TASK OBJECTIVE >> After reading the records, print them all again exactly as they stand.

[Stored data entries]
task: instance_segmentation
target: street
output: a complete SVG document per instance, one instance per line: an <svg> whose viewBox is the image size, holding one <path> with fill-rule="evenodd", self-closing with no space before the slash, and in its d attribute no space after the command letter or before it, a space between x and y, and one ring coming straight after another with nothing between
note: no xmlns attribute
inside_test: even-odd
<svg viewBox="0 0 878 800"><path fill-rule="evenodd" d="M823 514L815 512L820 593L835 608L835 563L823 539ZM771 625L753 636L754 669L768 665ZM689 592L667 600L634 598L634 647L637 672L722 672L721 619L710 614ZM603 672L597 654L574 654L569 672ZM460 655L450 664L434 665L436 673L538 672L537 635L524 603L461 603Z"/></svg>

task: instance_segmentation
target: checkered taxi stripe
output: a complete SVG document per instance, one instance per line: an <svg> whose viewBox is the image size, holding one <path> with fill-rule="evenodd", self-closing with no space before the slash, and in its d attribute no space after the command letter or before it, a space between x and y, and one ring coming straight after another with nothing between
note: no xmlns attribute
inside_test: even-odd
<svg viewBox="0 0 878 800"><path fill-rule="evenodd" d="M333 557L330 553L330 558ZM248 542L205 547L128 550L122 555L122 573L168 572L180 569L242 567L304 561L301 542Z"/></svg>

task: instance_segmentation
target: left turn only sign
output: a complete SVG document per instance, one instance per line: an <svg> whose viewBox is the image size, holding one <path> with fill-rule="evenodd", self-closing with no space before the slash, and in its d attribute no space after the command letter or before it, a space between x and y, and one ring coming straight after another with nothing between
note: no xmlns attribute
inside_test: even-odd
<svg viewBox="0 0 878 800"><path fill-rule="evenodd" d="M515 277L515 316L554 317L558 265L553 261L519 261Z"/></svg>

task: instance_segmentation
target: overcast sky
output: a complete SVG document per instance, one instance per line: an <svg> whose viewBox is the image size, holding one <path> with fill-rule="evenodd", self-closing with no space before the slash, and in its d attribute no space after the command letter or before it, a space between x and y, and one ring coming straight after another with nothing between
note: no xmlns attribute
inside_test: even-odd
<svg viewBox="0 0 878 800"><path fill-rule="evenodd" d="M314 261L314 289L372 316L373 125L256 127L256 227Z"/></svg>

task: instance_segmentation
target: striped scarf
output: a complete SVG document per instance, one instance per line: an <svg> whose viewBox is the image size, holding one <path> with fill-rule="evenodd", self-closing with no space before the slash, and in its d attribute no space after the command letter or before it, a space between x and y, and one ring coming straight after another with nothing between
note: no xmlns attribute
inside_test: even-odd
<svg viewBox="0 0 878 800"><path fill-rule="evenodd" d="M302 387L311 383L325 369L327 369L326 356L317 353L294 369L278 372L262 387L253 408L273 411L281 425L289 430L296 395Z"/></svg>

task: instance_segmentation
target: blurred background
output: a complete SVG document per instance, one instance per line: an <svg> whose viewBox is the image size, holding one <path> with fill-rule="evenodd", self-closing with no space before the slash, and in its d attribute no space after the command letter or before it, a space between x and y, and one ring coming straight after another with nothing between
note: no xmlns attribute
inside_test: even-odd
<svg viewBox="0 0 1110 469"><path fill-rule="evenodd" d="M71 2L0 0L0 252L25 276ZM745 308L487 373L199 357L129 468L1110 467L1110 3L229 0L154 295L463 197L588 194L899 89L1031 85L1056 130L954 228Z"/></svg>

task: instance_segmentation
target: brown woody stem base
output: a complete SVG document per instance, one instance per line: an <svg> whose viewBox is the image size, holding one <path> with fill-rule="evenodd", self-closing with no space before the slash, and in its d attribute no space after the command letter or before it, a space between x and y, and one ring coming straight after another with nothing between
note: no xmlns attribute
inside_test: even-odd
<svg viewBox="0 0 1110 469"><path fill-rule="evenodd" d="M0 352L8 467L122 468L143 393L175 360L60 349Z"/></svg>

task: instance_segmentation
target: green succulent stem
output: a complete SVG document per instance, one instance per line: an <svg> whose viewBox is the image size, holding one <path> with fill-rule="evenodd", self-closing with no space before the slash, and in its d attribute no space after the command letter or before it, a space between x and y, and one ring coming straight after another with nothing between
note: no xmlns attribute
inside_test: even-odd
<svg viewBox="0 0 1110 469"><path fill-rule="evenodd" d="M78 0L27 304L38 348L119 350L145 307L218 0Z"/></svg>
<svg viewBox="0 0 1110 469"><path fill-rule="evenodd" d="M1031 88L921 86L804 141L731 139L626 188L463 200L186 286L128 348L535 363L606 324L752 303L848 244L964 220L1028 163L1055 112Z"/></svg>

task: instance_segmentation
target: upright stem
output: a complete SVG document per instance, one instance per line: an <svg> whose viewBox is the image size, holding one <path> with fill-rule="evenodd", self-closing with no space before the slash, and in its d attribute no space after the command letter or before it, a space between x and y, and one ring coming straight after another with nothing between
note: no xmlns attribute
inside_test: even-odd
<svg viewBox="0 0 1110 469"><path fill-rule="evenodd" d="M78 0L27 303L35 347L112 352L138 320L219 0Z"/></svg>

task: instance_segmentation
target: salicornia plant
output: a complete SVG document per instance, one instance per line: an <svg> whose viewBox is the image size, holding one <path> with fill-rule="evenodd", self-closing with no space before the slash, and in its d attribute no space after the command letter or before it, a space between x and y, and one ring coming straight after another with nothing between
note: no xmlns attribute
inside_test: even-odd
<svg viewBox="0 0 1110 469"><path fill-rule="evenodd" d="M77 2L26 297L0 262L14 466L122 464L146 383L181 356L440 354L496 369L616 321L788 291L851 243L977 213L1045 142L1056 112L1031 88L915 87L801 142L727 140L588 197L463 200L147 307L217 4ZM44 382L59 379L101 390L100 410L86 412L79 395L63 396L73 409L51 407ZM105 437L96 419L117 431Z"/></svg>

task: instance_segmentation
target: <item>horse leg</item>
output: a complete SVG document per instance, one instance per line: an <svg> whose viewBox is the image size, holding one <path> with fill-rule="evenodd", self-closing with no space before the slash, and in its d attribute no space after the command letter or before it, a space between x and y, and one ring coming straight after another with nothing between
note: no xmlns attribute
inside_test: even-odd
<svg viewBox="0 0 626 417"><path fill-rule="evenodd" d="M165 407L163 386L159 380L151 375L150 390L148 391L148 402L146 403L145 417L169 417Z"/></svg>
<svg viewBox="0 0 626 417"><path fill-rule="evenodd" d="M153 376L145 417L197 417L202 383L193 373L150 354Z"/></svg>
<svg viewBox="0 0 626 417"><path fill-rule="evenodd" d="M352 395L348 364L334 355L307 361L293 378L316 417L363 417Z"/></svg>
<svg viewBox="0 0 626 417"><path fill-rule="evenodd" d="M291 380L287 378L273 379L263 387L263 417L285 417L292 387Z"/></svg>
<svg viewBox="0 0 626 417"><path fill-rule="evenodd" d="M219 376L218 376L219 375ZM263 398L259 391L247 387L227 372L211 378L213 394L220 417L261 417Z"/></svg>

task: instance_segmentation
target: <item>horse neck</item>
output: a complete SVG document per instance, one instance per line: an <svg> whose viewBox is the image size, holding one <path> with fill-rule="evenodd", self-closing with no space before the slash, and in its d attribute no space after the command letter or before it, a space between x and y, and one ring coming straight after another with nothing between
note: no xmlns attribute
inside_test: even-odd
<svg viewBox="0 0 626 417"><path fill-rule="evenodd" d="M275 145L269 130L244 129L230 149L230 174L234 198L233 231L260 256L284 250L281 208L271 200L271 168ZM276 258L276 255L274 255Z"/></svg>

THE COMPLETED TASK >>
task: instance_segmentation
target: street
output: a complete SVG document per instance, one instance per line: an <svg> whose viewBox is the image size, holding one <path> with fill-rule="evenodd", self-closing with no space before the slash, and in its d attribute no space after the command letter or before it, a space between x and y, and one ring coming straight after another with nothing between
note: no xmlns attribute
inside_test: even-odd
<svg viewBox="0 0 878 800"><path fill-rule="evenodd" d="M823 514L815 512L820 593L835 608L835 563L823 539ZM771 625L753 636L754 669L768 665ZM689 592L667 600L634 598L634 647L637 672L722 672L721 619L710 614ZM603 672L597 654L574 654L569 672ZM460 655L450 664L434 665L436 673L538 672L537 635L524 603L461 603Z"/></svg>

task: instance_segmentation
target: checkered taxi stripe
output: a complete SVG document per instance, one instance per line: an <svg> whose viewBox is the image size, holding one <path> with fill-rule="evenodd", self-closing with no space before the slash, and in its d attribute no space after the command letter or before it, a space between x and y, and one ring coming straight after another with nothing between
note: no xmlns attribute
inside_test: even-odd
<svg viewBox="0 0 878 800"><path fill-rule="evenodd" d="M333 557L330 553L330 558ZM248 542L205 547L128 550L122 555L122 573L168 572L180 569L242 567L304 561L301 542Z"/></svg>

task: instance_segmentation
target: left turn only sign
output: a complete SVG document per instance, one instance per line: an <svg> whose viewBox is the image size, holding one <path> with fill-rule="evenodd", self-closing with no space before the slash, and in its d attribute no space after the command letter or before it, a space between x and y, and one ring coming straight after another with nothing between
note: no xmlns attribute
inside_test: even-odd
<svg viewBox="0 0 878 800"><path fill-rule="evenodd" d="M515 277L515 316L554 317L558 265L553 261L519 261Z"/></svg>

task: instance_segmentation
target: overcast sky
output: a complete SVG document per instance, one instance per line: an <svg> whose viewBox is the image size, holding one <path> with fill-rule="evenodd", self-closing with no space before the slash, and in its d attribute no space after the command letter or before it, a space between x and y, and one ring coming straight after another with nothing between
note: no xmlns attribute
inside_test: even-odd
<svg viewBox="0 0 878 800"><path fill-rule="evenodd" d="M314 261L314 289L372 316L373 125L256 127L256 227Z"/></svg>

task: instance_segmentation
target: striped scarf
output: a complete SVG document per instance, one instance per line: an <svg> whose viewBox is the image size, holding one <path> with fill-rule="evenodd", self-closing with no space before the slash, and in its d attribute no space after the command letter or before it, a space between x and y, and one ring coming straight after another with nothing between
note: no xmlns attribute
inside_test: even-odd
<svg viewBox="0 0 878 800"><path fill-rule="evenodd" d="M302 387L311 383L325 369L327 369L326 356L317 353L294 369L278 372L262 387L253 408L273 411L281 425L289 430L296 395Z"/></svg>

task: instance_segmentation
target: blurred background
output: a complete SVG document per instance, one instance per line: an <svg> whose viewBox is the image size, holding one <path> with fill-rule="evenodd", self-closing with no space before the slash, and in its d attribute no space after the command letter or before it, a space between x and y, and one ring coming straight after another with nothing between
note: no xmlns attribute
inside_test: even-odd
<svg viewBox="0 0 1110 469"><path fill-rule="evenodd" d="M71 2L0 0L0 252L25 276ZM745 308L487 373L199 357L129 468L1110 467L1110 3L229 0L154 295L463 197L588 194L899 89L1031 85L1056 130L954 228Z"/></svg>

task: instance_segmentation
target: brown woody stem base
output: a complete SVG document per instance, one instance per line: an <svg> whose viewBox is the image size, holding one <path> with fill-rule="evenodd", self-closing with no space before the slash, and in its d attribute no space after the command letter or before it, a space between x and y, and one ring coming straight after another with nothing between
note: no xmlns attribute
inside_test: even-odd
<svg viewBox="0 0 1110 469"><path fill-rule="evenodd" d="M0 352L8 467L122 468L143 393L175 360L60 349Z"/></svg>

task: instance_segmentation
target: green succulent stem
output: a complete SVG document per instance, one instance per line: an <svg> whose viewBox is the image size, holding one <path> with fill-rule="evenodd", self-closing with no space before the slash, and in its d attribute no space after the command letter or before it, a space between x and y, and one ring coming straight after another with nothing between
note: no xmlns attribute
inside_test: even-odd
<svg viewBox="0 0 1110 469"><path fill-rule="evenodd" d="M78 0L27 304L38 348L119 350L145 307L218 0Z"/></svg>
<svg viewBox="0 0 1110 469"><path fill-rule="evenodd" d="M1031 88L921 86L804 141L731 139L626 188L463 200L186 286L128 348L535 363L606 324L752 303L848 244L964 220L1028 163L1055 112Z"/></svg>

task: instance_segmentation
target: upright stem
output: a complete SVG document per instance, one instance per line: an <svg> whose viewBox is the image size, holding one <path> with fill-rule="evenodd", self-closing with no space before the slash, and in its d attribute no space after the command letter or before it, a space between x and y, and one ring coming straight after another with nothing between
note: no xmlns attribute
inside_test: even-odd
<svg viewBox="0 0 1110 469"><path fill-rule="evenodd" d="M78 0L27 303L35 347L112 352L138 320L219 0Z"/></svg>

task: instance_segmentation
target: salicornia plant
output: a complete SVG document per instance, one instance per line: an <svg> whose viewBox is the image size, holding one <path> with fill-rule="evenodd", self-closing with no space before the slash, and in its d attribute no space after the command letter or before it, a space between x and y, and one ring coming straight after another with nothing between
note: no xmlns attribute
inside_test: even-odd
<svg viewBox="0 0 1110 469"><path fill-rule="evenodd" d="M77 2L26 297L0 262L14 466L122 464L146 383L181 356L440 354L496 369L616 321L788 291L851 243L977 213L1045 142L1056 112L1031 88L915 87L801 142L727 140L588 197L463 200L147 307L217 4ZM44 382L59 379L101 390L100 410L86 412L79 395L63 396L73 409L51 407ZM105 437L96 419L117 431Z"/></svg>

task: instance_segmentation
target: <item>horse leg</item>
output: a complete SVG document per instance, one instance per line: an <svg> whose viewBox is the image size, holding one <path> with fill-rule="evenodd", self-closing with no space before the slash, and in its d attribute no space after the command letter or before it, a space between x and y, and one ring coming straight after another with nothing between
note: no xmlns attribute
inside_test: even-odd
<svg viewBox="0 0 626 417"><path fill-rule="evenodd" d="M165 407L163 386L159 380L151 375L150 390L148 391L148 402L146 403L145 417L169 417Z"/></svg>
<svg viewBox="0 0 626 417"><path fill-rule="evenodd" d="M153 376L145 417L197 417L202 383L193 373L150 354Z"/></svg>
<svg viewBox="0 0 626 417"><path fill-rule="evenodd" d="M352 395L348 364L334 355L307 361L293 378L316 417L363 417Z"/></svg>
<svg viewBox="0 0 626 417"><path fill-rule="evenodd" d="M291 380L287 378L273 379L263 387L263 417L285 417L292 387Z"/></svg>
<svg viewBox="0 0 626 417"><path fill-rule="evenodd" d="M219 376L218 376L219 375ZM263 398L259 391L247 387L227 372L211 378L213 394L220 417L261 417Z"/></svg>

task: instance_segmentation
target: <item>horse neck</item>
output: a complete SVG document per instance, one instance per line: an <svg> whose viewBox is the image size, holding one <path> with fill-rule="evenodd", self-closing with no space before the slash, and in its d attribute no space after the command letter or before it, a space between x and y, and one ring coming straight after another with nothing between
note: no xmlns attribute
inside_test: even-odd
<svg viewBox="0 0 626 417"><path fill-rule="evenodd" d="M275 145L269 130L244 129L230 149L230 174L234 198L233 231L260 256L284 250L281 208L271 200L271 168ZM276 258L276 255L274 255Z"/></svg>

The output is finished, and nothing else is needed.